[Data items]
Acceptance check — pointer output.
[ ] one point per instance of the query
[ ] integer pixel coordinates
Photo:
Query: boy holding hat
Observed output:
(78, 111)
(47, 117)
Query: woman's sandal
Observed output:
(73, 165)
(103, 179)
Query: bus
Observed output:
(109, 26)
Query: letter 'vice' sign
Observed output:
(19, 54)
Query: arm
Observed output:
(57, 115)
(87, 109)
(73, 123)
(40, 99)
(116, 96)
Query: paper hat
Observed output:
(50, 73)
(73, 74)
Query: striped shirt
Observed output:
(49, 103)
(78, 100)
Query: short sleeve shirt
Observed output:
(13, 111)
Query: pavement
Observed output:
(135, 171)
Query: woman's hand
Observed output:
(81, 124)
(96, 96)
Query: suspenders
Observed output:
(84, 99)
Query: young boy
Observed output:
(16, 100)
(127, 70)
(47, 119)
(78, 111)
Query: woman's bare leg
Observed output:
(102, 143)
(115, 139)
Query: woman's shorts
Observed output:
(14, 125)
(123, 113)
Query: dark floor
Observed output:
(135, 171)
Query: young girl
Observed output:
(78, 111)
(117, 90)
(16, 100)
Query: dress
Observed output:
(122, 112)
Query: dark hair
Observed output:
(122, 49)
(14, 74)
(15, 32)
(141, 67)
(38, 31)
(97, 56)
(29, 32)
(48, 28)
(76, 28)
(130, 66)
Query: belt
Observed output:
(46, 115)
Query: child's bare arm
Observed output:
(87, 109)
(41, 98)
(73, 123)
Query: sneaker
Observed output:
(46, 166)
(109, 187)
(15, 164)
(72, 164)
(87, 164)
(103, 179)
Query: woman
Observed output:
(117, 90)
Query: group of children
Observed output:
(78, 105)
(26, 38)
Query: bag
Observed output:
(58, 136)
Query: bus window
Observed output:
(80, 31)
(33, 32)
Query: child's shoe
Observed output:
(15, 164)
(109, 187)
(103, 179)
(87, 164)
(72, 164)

**Problem details**
Repeat the entries above verbatim.

**Solution below**
Acceptance check — pointer output.
[ ] one point per instance of the query
[ ] integer pixel coordinates
Photo:
Query: boy holding hat
Observed output:
(78, 111)
(47, 117)
Query: woman's sandal
Observed output:
(73, 165)
(103, 179)
Query: bus
Observed output:
(109, 26)
Query: letter 'vice' sign
Observed output:
(19, 54)
Query: arm
Observed output:
(57, 115)
(87, 109)
(73, 123)
(40, 99)
(116, 96)
Query: paper hat
Observed output:
(50, 73)
(73, 74)
Query: striped shirt
Observed output:
(49, 103)
(78, 100)
Query: short sleeve shirt
Observed output:
(13, 111)
Query: pavement
Observed output:
(135, 171)
Query: woman's hand
Observed output:
(81, 124)
(96, 96)
Query: suspenders
Observed output:
(84, 99)
Query: young boy
Observed output:
(16, 100)
(127, 70)
(47, 119)
(78, 111)
Query: woman's bare leg
Observed output:
(102, 143)
(115, 139)
Query: woman's shorts
Observed output:
(14, 125)
(123, 113)
Query: dark floor
Observed output:
(135, 171)
Query: young girl
Observed output:
(78, 111)
(117, 90)
(16, 100)
Query: dress
Observed output:
(122, 112)
Query: dark hair
Observed output:
(122, 49)
(14, 74)
(15, 32)
(141, 67)
(38, 31)
(97, 56)
(29, 32)
(48, 28)
(76, 28)
(130, 66)
Query: belt
Observed output:
(46, 115)
Query: child's bare arm
Observed output:
(87, 109)
(41, 98)
(73, 123)
Query: sneaker
Observed output:
(46, 166)
(109, 187)
(15, 164)
(72, 164)
(87, 164)
(103, 179)
Query: woman
Observed output:
(117, 90)
Query: group of children
Observed output:
(78, 105)
(26, 38)
Query: bag
Observed output:
(58, 136)
Query: bus window
Observed output:
(80, 31)
(33, 32)
Query: child's shoe
Observed output:
(15, 164)
(109, 187)
(103, 179)
(87, 164)
(72, 164)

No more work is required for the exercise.